- **Passage to read**:
--------------------
A New Life Under One Roof
08 October, 2016
How the revival of a 400-year-old Hong Kong village can be a model for rural heritage conservation
A new statutory body should be formed by the government to manage the revitalisation of Hong Kong’s abandoned villages in clusters, said a local think tank.
The body should be able to manage all rural revitalisation efforts under one roof instead of several government departments handling different aspects.
It should revitalise villages in clusters – 13 in all – rather than individual projects. That way, a more holistic approach to revitalisation could be achieved by taking into account the strengths of each village and capitalising on them.
“We hope this platform ... is not confrontational, [but is] discussive, convening and can bring people together to look at issues in a positive collaborative fashion,” Chandran Nair, founder and chief executive of Global Institute For Tomorrow (GIFT), says.
The Hong Kong-based think tank floated the suggestion at the end of its Global Leaders Programme forum last month under the topic “Reviving Hong Kong’s Rural Heritage”. It challenged 21 young professionals and managers to develop solutions on issues affecting Hong Kong.
--------------------
- **Listed records**:
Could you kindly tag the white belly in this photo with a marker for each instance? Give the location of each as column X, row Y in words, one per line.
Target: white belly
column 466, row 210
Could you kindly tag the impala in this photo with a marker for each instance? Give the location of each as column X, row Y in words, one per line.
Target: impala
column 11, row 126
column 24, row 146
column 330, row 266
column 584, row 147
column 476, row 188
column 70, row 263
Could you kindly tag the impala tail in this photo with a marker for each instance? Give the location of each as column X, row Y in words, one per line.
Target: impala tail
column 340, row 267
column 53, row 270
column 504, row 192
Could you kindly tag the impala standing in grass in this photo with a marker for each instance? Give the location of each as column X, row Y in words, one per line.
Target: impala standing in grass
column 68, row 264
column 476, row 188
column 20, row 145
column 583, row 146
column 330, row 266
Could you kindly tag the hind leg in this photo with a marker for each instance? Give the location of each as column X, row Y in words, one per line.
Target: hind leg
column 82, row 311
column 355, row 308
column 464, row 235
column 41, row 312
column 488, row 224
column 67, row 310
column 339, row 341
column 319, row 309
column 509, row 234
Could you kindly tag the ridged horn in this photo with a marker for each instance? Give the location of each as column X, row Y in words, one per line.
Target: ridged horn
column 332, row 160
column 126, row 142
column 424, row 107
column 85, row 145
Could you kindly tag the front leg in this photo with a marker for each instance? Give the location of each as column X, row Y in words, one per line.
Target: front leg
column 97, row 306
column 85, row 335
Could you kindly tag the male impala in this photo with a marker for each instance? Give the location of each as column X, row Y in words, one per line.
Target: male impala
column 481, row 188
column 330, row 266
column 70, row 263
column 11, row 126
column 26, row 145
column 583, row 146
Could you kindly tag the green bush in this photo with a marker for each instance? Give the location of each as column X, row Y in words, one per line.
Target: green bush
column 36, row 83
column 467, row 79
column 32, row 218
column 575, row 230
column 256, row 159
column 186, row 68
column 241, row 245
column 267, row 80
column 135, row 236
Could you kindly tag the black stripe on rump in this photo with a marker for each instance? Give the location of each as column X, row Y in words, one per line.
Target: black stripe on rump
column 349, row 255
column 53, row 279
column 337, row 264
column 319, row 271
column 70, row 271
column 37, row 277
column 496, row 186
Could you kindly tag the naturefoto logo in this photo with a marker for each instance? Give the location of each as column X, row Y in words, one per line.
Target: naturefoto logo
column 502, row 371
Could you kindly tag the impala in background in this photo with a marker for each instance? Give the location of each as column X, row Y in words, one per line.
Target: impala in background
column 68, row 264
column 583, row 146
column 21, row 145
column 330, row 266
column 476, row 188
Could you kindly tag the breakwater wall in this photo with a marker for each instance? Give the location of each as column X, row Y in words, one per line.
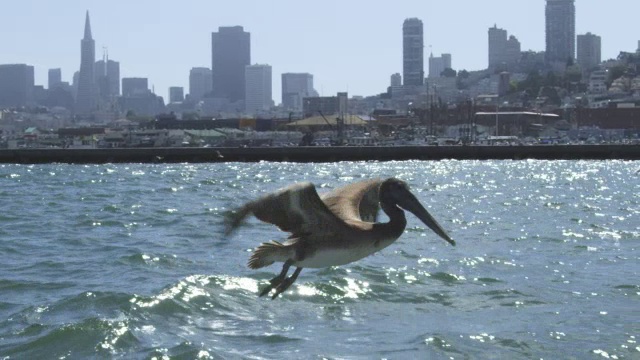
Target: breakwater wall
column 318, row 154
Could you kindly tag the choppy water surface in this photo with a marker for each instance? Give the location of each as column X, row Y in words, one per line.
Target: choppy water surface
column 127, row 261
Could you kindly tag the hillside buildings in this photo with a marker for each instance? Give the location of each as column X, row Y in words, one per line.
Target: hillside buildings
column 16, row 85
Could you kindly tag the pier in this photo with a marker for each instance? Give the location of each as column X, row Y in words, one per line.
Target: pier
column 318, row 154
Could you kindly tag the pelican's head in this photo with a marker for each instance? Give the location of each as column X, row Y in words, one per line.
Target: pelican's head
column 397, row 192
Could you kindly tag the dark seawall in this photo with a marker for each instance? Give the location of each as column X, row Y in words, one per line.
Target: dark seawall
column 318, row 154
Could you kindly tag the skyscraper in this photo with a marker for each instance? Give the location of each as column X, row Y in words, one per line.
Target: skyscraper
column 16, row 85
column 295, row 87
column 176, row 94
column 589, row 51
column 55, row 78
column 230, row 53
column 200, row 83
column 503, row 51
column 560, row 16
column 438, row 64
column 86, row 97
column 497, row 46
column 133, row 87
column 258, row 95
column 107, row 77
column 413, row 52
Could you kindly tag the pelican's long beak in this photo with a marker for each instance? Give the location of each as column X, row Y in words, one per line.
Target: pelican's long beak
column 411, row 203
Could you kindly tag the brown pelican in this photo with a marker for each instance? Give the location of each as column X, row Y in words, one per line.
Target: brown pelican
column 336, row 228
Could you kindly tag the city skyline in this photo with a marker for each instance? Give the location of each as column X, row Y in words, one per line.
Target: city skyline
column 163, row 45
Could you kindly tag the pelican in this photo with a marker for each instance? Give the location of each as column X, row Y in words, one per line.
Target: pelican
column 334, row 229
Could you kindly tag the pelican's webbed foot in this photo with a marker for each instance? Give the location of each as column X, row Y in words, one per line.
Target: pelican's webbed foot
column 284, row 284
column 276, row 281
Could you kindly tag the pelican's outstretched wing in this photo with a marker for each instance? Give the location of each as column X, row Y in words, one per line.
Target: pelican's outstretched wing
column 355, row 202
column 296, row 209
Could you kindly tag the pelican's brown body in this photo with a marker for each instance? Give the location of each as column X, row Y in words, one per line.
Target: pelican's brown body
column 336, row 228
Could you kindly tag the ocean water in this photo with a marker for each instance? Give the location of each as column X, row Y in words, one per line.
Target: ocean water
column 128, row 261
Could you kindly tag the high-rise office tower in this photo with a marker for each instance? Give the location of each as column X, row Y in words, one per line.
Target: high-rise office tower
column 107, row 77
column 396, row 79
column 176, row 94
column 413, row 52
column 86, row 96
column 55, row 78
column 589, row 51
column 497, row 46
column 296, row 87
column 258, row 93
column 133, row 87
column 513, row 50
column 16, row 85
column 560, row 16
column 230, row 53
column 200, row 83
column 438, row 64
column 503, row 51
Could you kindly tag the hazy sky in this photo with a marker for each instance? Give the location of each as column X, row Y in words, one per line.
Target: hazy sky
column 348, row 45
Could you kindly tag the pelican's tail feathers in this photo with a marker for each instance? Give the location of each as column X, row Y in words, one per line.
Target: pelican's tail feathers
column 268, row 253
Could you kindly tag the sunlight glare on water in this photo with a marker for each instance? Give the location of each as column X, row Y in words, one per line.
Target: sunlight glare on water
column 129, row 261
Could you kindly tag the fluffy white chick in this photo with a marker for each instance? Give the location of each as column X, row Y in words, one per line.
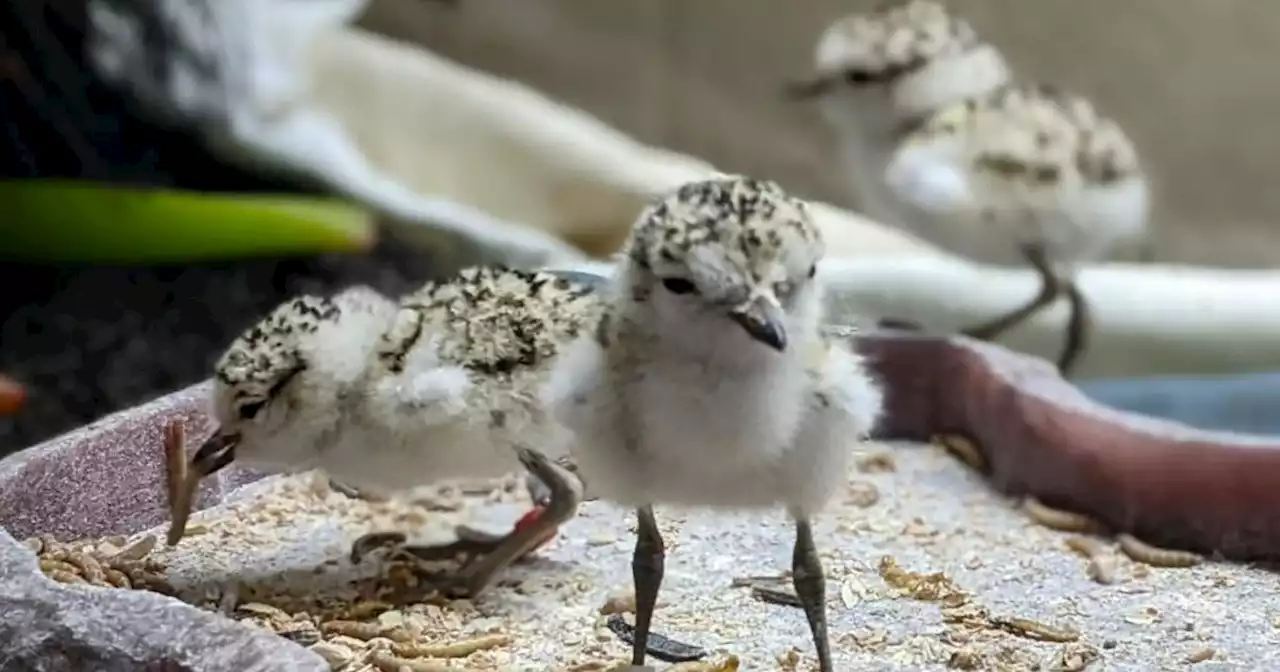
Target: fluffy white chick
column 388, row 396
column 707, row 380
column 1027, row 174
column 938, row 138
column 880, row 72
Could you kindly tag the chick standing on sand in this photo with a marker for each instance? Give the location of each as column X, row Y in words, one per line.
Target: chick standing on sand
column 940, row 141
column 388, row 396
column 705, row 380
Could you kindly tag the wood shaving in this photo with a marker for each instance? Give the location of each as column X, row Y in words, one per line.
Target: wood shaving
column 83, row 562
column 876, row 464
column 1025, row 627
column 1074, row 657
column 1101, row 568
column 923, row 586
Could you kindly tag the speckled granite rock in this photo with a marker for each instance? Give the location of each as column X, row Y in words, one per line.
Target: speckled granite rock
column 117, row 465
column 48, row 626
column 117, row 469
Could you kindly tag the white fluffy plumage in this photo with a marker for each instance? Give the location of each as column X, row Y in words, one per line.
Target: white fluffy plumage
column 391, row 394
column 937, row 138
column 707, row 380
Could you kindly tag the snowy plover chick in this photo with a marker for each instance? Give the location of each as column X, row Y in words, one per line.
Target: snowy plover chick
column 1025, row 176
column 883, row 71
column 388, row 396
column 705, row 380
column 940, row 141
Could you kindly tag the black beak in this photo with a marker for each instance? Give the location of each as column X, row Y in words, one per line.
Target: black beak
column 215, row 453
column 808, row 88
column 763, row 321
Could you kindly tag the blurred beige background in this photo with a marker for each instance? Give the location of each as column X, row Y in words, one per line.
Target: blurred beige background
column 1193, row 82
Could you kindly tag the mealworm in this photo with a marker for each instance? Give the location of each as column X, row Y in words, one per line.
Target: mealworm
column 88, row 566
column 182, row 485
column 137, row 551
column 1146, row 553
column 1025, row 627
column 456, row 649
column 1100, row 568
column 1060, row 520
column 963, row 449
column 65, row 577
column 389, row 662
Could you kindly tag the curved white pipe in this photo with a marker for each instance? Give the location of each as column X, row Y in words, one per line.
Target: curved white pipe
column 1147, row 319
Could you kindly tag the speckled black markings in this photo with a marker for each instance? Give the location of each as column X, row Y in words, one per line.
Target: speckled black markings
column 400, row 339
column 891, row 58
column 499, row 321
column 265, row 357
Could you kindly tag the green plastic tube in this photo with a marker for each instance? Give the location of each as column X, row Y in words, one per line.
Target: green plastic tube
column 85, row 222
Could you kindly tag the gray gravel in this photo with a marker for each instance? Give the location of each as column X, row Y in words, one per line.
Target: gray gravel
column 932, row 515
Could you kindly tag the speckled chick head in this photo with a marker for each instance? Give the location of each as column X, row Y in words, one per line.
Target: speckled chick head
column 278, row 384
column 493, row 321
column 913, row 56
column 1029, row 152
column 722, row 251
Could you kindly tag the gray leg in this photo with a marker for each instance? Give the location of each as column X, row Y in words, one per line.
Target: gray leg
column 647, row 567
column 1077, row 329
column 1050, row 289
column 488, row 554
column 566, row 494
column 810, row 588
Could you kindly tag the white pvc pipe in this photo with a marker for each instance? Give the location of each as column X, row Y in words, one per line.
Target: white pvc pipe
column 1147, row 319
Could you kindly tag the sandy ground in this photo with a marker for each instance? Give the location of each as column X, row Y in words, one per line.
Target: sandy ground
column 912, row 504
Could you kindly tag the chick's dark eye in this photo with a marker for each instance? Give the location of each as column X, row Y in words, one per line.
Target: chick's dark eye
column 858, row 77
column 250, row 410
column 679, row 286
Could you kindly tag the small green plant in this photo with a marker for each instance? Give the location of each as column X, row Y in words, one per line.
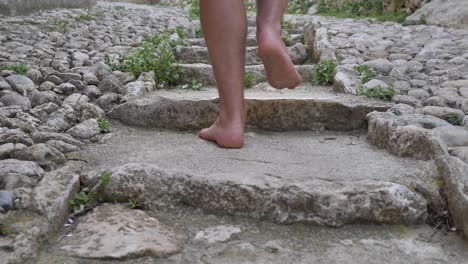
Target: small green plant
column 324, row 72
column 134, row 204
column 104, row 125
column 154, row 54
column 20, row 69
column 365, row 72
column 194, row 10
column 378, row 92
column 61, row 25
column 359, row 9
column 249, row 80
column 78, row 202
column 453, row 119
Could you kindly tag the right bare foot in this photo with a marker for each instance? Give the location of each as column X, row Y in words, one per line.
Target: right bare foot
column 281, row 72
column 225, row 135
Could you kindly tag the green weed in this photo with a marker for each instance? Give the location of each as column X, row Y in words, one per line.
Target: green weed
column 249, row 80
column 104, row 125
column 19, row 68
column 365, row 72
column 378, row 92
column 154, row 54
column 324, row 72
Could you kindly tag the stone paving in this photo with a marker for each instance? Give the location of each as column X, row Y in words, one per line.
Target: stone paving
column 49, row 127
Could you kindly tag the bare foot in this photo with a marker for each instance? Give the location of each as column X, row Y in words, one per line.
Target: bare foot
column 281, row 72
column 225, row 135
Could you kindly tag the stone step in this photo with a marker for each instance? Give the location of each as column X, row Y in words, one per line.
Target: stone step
--------------------
- **Work to complete**:
1. Swap "think tank" for "research group" in the village revival article, starting with "A New Life Under" and going on through "local think tank.".
2. Answer from the village revival article:
(a) How many village clusters should the new body revitalize?
(b) How many young professionals and managers did the think tank challenge?
(c) Who is the founder and chief executive of Global Institute For Tomorrow?
3. Rewrite the paragraph of the village revival article that begins "It should revitalise villages in clusters" in a shorter form, keeping its main facts.
The listing after the village revival article is separate material and has no connection to it.

- **Expected results**:
1.
A New Life Under One Roof
08 October, 2016
How the revival of a 400-year-old Hong Kong village can be a model for rural heritage conservation
A new statutory body should be formed by the government to manage the revitalisation of Hong Kong’s abandoned villages in clusters, said a local research group.

2.
(a) 13
(b) 21
(c) Chandran Nair

3. The body should revitalize 13 village clusters rather than individual projects. This would allow a more holistic approach that builds on each village's strengths.